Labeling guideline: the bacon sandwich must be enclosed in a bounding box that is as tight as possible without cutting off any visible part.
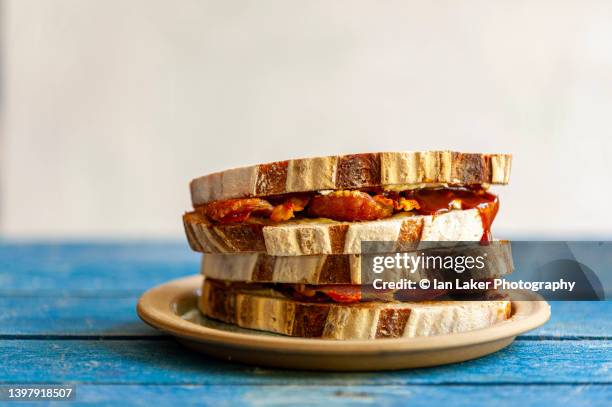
[183,151,512,339]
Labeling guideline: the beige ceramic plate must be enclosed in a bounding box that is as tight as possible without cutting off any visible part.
[138,276,550,371]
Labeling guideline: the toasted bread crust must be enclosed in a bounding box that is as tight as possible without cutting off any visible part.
[190,151,512,206]
[183,209,485,256]
[201,242,514,285]
[198,281,511,340]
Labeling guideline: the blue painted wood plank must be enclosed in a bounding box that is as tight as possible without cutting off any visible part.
[0,292,612,338]
[0,339,612,386]
[0,297,163,337]
[11,385,612,407]
[0,241,200,296]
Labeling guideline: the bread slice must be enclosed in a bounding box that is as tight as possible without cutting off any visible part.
[198,281,511,339]
[201,241,514,285]
[191,151,512,206]
[183,209,485,256]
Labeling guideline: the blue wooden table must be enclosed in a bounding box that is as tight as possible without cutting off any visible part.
[0,242,612,407]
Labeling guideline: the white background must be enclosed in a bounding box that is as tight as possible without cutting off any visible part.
[0,0,612,238]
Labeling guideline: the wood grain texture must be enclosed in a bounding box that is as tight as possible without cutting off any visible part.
[0,242,612,406]
[190,151,512,206]
[0,340,612,386]
[41,384,612,407]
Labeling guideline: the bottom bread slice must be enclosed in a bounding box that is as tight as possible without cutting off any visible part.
[198,281,511,339]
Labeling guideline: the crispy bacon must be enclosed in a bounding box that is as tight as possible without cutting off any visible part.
[308,191,393,222]
[201,198,273,223]
[312,285,361,303]
[270,196,309,222]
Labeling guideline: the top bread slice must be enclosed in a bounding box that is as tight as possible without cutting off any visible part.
[190,151,512,206]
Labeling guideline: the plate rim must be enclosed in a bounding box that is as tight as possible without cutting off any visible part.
[136,275,550,354]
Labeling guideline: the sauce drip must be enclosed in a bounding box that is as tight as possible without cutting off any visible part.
[406,188,499,243]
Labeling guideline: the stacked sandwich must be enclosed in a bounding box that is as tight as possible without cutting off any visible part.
[183,151,511,339]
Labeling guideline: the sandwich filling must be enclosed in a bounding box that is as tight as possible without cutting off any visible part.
[189,187,499,240]
[206,278,505,304]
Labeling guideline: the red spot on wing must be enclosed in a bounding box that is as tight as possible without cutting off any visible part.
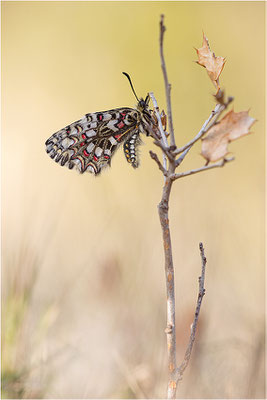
[117,121,125,129]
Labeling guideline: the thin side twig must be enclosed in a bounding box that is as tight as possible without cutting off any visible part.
[159,14,176,147]
[149,92,169,170]
[175,243,207,383]
[170,157,235,181]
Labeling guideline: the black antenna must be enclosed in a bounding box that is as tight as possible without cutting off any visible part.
[123,72,139,101]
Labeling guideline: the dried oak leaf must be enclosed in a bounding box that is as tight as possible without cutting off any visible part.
[195,33,225,92]
[201,110,255,161]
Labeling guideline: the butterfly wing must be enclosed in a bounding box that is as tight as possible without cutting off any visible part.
[45,108,140,175]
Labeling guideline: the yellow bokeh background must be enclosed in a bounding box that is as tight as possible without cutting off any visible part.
[2,1,265,398]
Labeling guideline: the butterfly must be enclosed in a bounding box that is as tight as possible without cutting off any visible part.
[45,72,155,175]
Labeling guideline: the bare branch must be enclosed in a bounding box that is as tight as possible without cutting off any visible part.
[175,243,207,383]
[149,150,168,176]
[170,157,235,181]
[173,97,233,167]
[149,92,169,148]
[149,92,169,170]
[159,14,175,146]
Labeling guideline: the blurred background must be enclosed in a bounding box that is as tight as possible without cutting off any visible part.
[1,1,265,399]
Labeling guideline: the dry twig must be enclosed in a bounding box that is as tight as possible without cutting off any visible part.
[150,15,238,399]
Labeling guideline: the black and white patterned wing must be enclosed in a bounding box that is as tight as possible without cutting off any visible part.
[45,108,141,175]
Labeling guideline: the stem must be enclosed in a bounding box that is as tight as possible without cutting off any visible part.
[158,174,179,399]
[159,14,176,147]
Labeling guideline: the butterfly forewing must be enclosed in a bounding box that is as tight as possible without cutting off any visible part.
[46,107,144,175]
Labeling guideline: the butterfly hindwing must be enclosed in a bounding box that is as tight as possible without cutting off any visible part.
[46,107,141,175]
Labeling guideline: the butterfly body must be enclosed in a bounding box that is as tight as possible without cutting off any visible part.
[45,96,153,175]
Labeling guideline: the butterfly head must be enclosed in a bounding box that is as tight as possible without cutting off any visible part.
[123,72,150,112]
[137,94,150,112]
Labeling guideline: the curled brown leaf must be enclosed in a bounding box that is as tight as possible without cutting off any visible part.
[201,110,255,161]
[196,32,225,92]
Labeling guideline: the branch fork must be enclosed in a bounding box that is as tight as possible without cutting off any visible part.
[151,15,239,399]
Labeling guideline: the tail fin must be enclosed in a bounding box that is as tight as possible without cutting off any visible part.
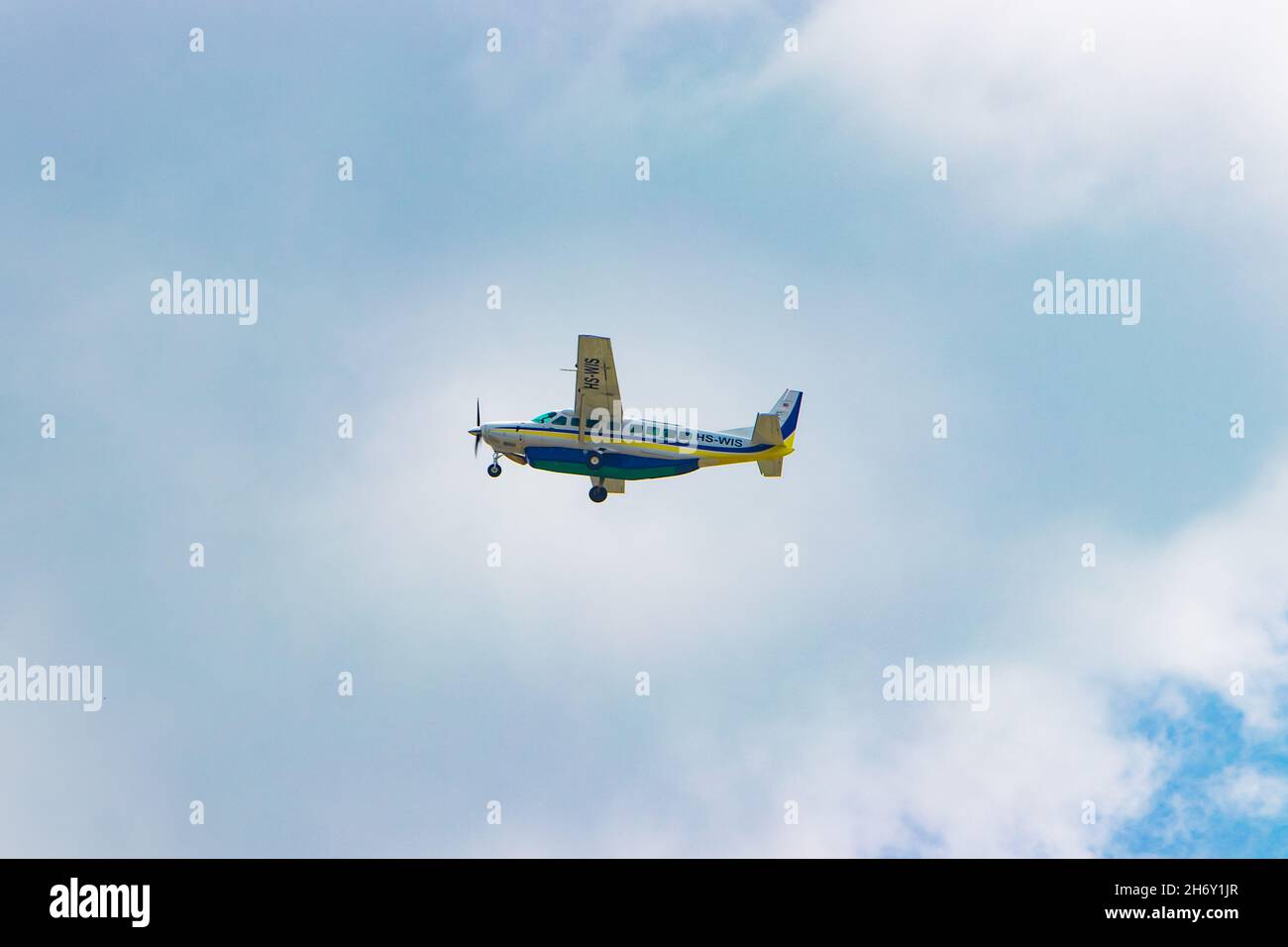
[770,388,803,447]
[751,389,802,476]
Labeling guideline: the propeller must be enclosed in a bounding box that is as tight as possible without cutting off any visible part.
[471,398,483,458]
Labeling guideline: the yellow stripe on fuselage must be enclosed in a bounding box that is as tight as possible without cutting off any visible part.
[519,430,796,467]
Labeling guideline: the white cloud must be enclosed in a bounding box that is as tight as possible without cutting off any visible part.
[760,0,1288,230]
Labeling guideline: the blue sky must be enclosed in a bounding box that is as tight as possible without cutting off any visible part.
[0,0,1288,856]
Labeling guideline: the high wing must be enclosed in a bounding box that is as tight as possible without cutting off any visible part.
[572,335,622,441]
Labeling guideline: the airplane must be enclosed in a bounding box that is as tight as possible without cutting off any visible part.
[471,335,802,502]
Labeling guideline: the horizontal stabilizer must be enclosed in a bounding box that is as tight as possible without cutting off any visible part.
[751,415,783,447]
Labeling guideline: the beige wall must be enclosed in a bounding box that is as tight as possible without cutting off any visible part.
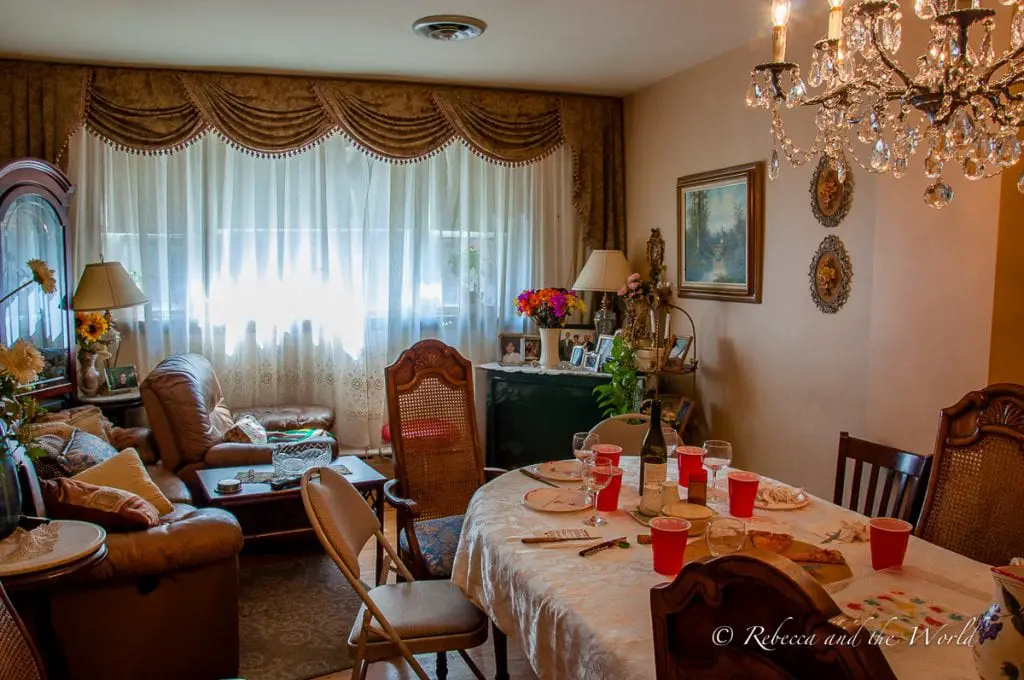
[626,3,999,496]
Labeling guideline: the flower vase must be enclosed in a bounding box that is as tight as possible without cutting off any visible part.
[974,566,1024,680]
[0,448,22,541]
[541,328,562,369]
[78,349,99,396]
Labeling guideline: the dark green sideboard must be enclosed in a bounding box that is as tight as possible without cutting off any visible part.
[476,364,609,469]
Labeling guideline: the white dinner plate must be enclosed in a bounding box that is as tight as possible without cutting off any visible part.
[522,486,590,512]
[534,459,580,481]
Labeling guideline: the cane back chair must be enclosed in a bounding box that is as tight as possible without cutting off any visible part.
[833,432,932,524]
[650,550,896,680]
[0,586,46,680]
[301,467,487,680]
[916,383,1024,565]
[384,340,503,579]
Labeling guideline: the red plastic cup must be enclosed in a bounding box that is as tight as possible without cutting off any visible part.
[870,517,913,570]
[650,517,690,577]
[676,447,705,486]
[591,443,623,465]
[729,470,761,518]
[597,467,623,512]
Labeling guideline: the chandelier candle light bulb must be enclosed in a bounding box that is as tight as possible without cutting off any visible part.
[771,0,790,63]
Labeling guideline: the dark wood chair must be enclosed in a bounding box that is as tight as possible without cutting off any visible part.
[650,550,896,680]
[384,340,508,678]
[0,587,46,680]
[916,384,1024,565]
[833,432,932,524]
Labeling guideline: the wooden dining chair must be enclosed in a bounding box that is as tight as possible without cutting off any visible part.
[301,467,487,680]
[384,340,504,579]
[650,550,896,680]
[590,413,650,456]
[916,383,1024,565]
[833,432,932,524]
[0,586,46,680]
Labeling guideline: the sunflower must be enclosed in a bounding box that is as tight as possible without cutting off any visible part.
[29,260,57,295]
[0,340,46,385]
[75,311,109,343]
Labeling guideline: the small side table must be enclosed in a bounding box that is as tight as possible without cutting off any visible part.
[0,520,106,680]
[76,388,142,427]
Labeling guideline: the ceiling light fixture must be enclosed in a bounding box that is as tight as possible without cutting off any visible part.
[413,14,487,42]
[746,0,1024,208]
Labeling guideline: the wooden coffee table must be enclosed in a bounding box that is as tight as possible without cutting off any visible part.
[197,456,387,576]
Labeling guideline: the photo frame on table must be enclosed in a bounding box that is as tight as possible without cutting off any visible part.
[105,364,138,392]
[665,335,693,370]
[498,333,525,366]
[558,324,597,362]
[676,161,765,303]
[594,335,615,370]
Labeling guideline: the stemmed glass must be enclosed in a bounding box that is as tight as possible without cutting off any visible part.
[583,456,614,526]
[703,439,732,500]
[572,432,601,493]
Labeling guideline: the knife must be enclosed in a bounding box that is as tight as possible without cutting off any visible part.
[519,468,561,488]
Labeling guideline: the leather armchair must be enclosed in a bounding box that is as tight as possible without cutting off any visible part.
[140,354,338,488]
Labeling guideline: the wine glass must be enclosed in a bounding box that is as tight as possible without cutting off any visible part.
[583,456,614,526]
[703,439,732,500]
[572,432,601,492]
[662,427,679,458]
[705,517,746,557]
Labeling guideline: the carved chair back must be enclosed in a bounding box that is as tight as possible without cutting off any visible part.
[0,587,46,680]
[384,340,484,520]
[833,432,932,523]
[918,384,1024,565]
[650,550,896,680]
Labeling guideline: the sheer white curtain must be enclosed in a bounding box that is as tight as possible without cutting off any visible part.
[71,132,580,445]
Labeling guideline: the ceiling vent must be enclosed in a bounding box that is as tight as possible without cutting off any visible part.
[413,14,487,42]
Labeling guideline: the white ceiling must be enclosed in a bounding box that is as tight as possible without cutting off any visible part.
[0,0,782,94]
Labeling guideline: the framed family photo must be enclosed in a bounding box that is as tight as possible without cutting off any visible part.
[676,161,765,303]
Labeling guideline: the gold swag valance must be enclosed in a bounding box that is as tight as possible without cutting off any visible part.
[0,60,626,249]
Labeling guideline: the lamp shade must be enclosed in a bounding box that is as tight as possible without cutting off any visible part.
[572,250,630,292]
[71,262,146,311]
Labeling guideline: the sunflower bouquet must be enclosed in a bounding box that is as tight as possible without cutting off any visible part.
[75,311,111,354]
[0,260,57,455]
[515,288,587,328]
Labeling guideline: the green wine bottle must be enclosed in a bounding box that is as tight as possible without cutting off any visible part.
[640,400,669,491]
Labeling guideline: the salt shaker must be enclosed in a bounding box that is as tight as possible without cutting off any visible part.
[686,468,708,505]
[640,481,662,517]
[662,479,679,508]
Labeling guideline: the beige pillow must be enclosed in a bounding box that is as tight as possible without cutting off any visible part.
[72,449,174,515]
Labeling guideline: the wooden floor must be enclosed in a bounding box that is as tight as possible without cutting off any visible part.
[316,508,537,680]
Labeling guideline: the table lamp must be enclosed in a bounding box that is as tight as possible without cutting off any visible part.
[572,250,630,335]
[71,261,146,376]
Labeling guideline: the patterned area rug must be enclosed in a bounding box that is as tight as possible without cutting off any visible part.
[239,546,359,680]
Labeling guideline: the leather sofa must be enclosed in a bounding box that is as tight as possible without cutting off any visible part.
[18,423,242,680]
[140,354,338,493]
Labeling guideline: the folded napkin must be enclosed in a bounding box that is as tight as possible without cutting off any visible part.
[814,519,870,543]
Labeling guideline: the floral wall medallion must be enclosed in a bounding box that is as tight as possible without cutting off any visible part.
[808,236,853,314]
[810,154,853,226]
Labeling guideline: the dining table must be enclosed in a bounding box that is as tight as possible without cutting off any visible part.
[452,456,993,680]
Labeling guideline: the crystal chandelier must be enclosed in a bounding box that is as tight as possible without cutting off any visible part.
[746,0,1024,208]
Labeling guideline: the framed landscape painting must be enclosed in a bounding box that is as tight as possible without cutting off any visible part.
[676,161,765,302]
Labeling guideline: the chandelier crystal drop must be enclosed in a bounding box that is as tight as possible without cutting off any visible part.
[746,0,1024,208]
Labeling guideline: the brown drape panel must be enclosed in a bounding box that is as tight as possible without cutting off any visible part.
[0,60,626,248]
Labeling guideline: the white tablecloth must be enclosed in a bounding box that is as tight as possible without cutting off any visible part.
[452,458,992,680]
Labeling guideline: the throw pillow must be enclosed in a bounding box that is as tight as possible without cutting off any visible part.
[40,478,160,532]
[34,430,118,479]
[72,449,174,515]
[224,416,266,443]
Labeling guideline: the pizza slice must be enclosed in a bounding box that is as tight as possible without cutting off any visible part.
[786,548,846,564]
[746,528,793,555]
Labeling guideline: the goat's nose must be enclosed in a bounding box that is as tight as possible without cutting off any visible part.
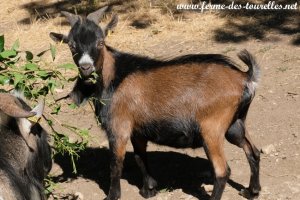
[80,63,93,71]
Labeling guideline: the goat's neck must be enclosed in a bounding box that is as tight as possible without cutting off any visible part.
[101,46,116,89]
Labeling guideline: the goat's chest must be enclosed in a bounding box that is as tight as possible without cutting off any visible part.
[134,119,202,148]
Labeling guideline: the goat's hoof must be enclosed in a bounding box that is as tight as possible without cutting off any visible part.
[103,195,120,200]
[140,188,157,199]
[239,188,259,199]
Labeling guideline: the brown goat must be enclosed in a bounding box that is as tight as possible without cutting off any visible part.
[50,8,260,200]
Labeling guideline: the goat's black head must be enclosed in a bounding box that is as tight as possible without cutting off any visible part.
[50,6,118,79]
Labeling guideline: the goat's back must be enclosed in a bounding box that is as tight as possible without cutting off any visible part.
[111,63,247,123]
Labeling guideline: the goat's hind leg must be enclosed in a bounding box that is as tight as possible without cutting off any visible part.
[202,126,230,200]
[131,136,157,198]
[225,119,261,197]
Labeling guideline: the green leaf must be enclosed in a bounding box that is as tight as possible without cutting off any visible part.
[11,39,20,51]
[48,80,56,92]
[0,50,17,58]
[13,73,24,86]
[0,35,4,52]
[68,76,78,82]
[58,63,77,69]
[50,44,56,61]
[0,75,9,85]
[36,70,49,78]
[25,63,39,71]
[79,129,90,137]
[25,51,33,61]
[51,105,61,115]
[47,119,53,126]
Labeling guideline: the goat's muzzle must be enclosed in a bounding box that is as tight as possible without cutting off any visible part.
[79,63,94,77]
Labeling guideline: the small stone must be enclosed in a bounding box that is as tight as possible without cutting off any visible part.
[74,192,83,200]
[261,144,276,154]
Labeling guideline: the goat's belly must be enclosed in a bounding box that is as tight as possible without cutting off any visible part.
[137,120,202,148]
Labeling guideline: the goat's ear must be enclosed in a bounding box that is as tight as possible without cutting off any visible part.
[49,32,69,43]
[86,6,108,24]
[17,101,45,150]
[103,15,119,36]
[61,11,80,26]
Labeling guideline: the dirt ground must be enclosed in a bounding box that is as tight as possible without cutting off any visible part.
[0,0,300,200]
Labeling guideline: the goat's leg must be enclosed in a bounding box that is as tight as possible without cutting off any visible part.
[106,120,131,200]
[131,136,157,198]
[202,128,230,200]
[225,119,261,196]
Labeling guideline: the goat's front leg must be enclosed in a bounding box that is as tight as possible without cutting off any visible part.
[131,136,157,198]
[106,119,131,200]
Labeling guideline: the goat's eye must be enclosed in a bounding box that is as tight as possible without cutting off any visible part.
[69,42,76,52]
[97,40,104,49]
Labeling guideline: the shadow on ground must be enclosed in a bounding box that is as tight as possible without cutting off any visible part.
[53,148,244,200]
[18,0,136,25]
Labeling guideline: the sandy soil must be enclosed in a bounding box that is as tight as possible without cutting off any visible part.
[0,0,300,200]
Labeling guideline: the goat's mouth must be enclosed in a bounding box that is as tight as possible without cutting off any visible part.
[79,65,95,79]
• • • • •
Starting at the line that contains "Labeling guideline: the red plastic" and stopping after the line that contains "[771,0,790,63]", write out these entries again with "red plastic cup" replaced by "red paper cup" and everything else unchanged.

| Final answer |
Labeling guideline: the red paper cup must be enclosed in a bounding box that is as tight as possible without cutting off any visible part.
[870,517,913,570]
[650,517,690,577]
[676,447,705,486]
[591,443,623,465]
[729,470,761,518]
[597,467,623,512]
Labeling guideline: the chandelier candle light bulb must be enclosed in a bounding box that is as tight as possible without cutting off any visible part.
[771,0,790,63]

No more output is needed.